The concentration of DM in solution was decided upon based on results of our preliminary study with taking into consideration the physical properties of the stent and the solution. The highest concentration of DM that was achievable in solution for coating without changing the physical properties of the nitinol stent was 12%, and the radial force of the stent coated by the solution with a higher concentration of DM showed a decrease in strength. The highest possible concentration for coating the stent was 20% because of the viscosity of the solution. Although Yoon et al reported coating the nitinol stents with 25% DM-PU solution, twenty percentage was the highest concentration we could do with our method of coating (27). Since there was no significant difference in the thickness of pseudointimal hyperplasia and anti-thrombotic effect between the 12% and 20% DM eluting stents, the placement of a 12% DM stent is recommended rather than placement of a 20% DM stent to inhibit pseudointimal hyperplasia in the TIPS tract. When comparing both types of stents, the 20% DM stent will not provide any benefit over the 12% DM stent for the preservation of the physical properties of the nitinol stent since the increased viscosity of the 20% DM solution makes coating the stent extremely difficult. The 20% DN stent will merely increase the concentration of DM in the serum.

Brief A:
For each statement, say whether the stent coating passage supports it (yes or no) and quote the words that decide it.
(i) A 12% DM concentration was the highest that could coat the stent without changing the nitinol stent's physical properties.
(ii) The coating method used could handle a 25% DM solution.
(iii) The 20% DM stent produced significantly thinner pseudointimal hyperplasia than the 12% DM stent.
Brief B: According to the stent coating passage, what made 20% the highest possible DM concentration for coating the stent?
Rely only on the stent coating passage.

Data excerpts:
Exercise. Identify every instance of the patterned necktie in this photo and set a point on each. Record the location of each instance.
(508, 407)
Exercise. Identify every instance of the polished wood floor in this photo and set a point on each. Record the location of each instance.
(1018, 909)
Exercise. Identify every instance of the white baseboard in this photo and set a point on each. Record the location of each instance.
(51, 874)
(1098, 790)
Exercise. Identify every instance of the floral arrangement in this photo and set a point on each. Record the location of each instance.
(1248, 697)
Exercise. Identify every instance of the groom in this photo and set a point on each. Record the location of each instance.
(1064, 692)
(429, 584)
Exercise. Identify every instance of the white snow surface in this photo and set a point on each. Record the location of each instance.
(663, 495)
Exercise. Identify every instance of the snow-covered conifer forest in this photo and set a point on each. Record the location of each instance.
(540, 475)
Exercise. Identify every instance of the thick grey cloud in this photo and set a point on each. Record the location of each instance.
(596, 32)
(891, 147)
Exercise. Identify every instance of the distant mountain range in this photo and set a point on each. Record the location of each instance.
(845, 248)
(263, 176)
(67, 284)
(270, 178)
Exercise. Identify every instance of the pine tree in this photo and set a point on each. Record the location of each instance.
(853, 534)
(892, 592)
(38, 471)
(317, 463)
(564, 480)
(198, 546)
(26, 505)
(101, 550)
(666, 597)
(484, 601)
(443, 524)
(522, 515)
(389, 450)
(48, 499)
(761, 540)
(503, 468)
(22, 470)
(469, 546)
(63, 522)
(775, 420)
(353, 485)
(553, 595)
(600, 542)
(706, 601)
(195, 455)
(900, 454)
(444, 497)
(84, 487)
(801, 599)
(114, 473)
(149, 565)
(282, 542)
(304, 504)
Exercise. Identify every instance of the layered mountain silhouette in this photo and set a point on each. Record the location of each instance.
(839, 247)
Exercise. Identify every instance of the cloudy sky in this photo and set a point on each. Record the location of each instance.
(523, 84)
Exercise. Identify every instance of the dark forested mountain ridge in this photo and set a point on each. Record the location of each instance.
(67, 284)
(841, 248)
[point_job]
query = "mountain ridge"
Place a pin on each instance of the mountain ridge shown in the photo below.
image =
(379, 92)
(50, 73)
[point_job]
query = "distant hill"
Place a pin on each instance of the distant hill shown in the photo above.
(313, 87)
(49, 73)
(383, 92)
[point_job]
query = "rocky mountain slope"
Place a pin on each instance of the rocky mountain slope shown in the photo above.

Solution A:
(i) Yes: "The highest concentration of DM that was achievable in solution for coating without changing the physical properties of the nitinol stent was 12%"
(ii) No: "twenty percentage was the highest concentration we could do with our method of coating"
(iii) No: "there was no significant difference in the thickness of pseudointimal hyperplasia and anti-thrombotic effect between the 12% and 20% DM eluting stents"

Solution B: The viscosity of the solution.